> _WORK TASK_: Copy every line in the listing that contains "monk".

--

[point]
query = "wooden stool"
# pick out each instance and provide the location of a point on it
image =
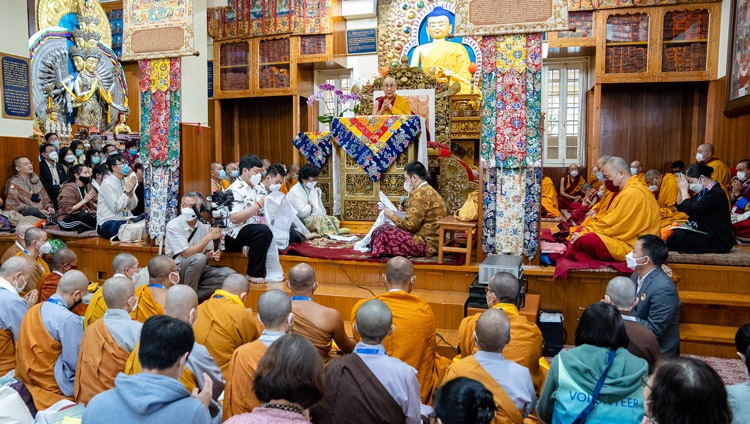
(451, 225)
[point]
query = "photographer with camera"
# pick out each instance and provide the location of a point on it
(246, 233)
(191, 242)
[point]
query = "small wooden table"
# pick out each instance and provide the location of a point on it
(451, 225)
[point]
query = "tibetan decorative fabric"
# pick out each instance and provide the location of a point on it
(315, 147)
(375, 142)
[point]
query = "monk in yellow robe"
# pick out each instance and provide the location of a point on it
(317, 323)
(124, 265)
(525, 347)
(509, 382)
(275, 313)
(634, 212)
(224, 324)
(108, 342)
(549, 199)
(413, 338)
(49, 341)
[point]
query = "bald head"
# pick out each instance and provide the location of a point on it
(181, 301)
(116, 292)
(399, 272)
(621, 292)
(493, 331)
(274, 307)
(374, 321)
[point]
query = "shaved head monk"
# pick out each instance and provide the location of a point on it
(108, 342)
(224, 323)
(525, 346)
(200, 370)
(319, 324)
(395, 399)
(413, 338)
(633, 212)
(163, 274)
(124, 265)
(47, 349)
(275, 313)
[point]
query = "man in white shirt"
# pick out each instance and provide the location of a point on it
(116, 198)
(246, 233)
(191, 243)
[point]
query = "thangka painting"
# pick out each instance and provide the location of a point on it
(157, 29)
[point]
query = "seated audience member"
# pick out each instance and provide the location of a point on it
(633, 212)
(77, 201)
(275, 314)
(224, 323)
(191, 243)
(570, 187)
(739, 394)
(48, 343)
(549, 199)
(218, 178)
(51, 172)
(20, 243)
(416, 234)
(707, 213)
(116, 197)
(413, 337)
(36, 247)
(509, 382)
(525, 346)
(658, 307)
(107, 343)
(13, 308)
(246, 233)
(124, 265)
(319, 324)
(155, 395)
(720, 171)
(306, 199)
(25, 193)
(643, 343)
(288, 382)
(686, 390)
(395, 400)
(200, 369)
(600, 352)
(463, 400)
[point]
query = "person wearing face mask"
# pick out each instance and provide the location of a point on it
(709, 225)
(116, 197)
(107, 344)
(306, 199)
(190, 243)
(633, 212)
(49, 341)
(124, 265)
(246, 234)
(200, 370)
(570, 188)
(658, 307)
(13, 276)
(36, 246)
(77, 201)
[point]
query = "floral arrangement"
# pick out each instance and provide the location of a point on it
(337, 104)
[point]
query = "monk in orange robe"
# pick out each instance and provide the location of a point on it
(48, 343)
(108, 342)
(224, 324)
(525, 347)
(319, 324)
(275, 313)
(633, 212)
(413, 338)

--

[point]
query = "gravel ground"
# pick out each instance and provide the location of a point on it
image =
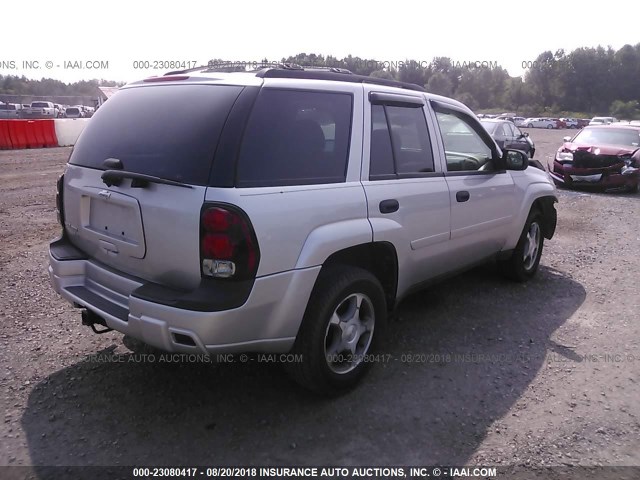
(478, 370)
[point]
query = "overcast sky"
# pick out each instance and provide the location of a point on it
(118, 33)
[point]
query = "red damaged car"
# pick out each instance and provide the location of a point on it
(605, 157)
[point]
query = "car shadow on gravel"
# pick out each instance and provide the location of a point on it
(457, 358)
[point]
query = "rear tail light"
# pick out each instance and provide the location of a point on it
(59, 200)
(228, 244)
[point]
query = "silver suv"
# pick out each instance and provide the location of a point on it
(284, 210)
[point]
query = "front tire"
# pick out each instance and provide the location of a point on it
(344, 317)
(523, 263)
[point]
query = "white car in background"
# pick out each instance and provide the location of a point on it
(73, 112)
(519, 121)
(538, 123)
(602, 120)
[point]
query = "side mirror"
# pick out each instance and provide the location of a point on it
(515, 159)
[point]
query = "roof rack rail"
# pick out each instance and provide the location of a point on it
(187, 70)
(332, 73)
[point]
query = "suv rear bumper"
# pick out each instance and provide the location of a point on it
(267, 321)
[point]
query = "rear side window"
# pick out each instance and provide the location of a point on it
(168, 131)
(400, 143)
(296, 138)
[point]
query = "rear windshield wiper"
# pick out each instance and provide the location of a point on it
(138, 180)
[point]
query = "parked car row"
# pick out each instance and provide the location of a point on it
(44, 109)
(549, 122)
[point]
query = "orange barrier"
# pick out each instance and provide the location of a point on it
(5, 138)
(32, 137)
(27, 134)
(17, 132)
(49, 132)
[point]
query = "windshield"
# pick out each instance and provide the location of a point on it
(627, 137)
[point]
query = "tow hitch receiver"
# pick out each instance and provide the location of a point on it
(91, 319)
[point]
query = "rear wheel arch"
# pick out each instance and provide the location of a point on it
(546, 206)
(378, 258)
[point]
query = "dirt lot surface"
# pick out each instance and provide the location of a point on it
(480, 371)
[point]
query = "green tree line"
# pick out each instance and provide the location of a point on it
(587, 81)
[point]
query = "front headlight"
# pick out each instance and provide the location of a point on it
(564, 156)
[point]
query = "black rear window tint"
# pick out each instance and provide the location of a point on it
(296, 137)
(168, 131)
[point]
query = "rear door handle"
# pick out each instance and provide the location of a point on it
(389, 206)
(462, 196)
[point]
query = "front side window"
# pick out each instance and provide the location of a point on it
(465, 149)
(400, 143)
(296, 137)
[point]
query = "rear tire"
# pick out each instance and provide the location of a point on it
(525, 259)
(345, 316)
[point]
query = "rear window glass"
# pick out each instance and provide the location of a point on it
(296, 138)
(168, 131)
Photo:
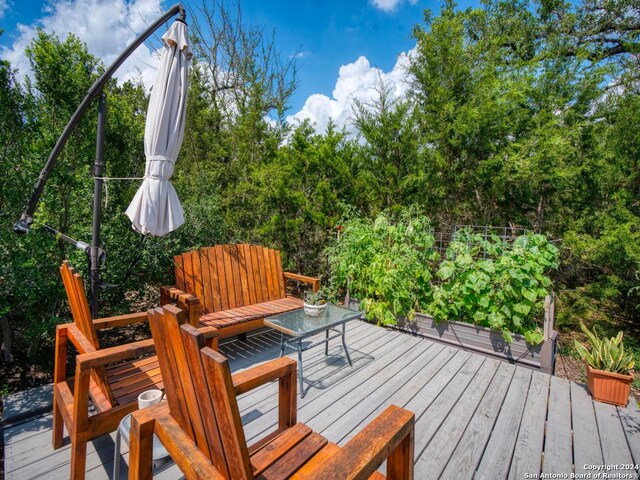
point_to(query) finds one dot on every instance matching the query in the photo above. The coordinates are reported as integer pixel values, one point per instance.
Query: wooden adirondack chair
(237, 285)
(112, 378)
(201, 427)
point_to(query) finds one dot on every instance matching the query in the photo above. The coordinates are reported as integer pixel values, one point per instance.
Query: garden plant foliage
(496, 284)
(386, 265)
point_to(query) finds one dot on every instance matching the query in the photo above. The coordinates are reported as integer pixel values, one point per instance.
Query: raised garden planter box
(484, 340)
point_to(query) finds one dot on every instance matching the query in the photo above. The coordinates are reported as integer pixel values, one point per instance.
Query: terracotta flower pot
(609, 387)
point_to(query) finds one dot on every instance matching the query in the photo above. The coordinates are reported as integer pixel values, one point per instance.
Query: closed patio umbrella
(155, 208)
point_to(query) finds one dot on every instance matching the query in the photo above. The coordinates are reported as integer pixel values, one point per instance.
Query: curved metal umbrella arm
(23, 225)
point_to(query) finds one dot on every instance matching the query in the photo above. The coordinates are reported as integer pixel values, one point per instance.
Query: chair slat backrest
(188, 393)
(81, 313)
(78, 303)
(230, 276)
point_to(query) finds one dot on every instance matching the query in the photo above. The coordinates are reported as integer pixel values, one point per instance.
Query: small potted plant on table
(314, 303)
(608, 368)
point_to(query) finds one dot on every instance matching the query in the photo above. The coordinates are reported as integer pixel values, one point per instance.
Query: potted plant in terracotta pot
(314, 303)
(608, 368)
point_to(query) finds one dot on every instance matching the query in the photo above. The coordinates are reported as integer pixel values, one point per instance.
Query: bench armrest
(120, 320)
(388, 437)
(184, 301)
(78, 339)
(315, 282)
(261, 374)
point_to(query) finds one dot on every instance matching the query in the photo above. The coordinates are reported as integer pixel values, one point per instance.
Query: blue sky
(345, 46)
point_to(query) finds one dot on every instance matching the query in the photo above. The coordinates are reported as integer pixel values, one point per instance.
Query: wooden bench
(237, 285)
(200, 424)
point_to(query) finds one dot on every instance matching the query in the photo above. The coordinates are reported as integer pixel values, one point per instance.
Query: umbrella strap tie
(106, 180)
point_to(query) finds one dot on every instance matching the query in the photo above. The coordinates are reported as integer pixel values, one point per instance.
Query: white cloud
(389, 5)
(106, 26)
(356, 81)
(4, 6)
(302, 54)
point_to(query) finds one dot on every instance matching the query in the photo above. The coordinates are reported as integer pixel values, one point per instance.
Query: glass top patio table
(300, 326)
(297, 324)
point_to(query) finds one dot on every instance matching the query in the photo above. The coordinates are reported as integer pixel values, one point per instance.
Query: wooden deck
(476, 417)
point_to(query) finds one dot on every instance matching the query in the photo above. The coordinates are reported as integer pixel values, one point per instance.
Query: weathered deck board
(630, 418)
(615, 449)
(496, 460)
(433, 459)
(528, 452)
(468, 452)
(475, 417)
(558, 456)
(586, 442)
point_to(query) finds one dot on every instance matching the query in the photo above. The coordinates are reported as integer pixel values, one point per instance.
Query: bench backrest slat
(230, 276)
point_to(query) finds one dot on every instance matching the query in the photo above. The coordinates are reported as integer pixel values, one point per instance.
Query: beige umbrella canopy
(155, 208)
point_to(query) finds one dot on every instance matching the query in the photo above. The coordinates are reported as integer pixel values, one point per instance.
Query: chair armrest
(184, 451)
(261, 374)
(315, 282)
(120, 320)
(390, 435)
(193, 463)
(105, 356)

--

> _RESULT FOR THIS TASK_:
query = "monk in yellow robe"
query = "shaved head monk"
query = "monk in orange robe"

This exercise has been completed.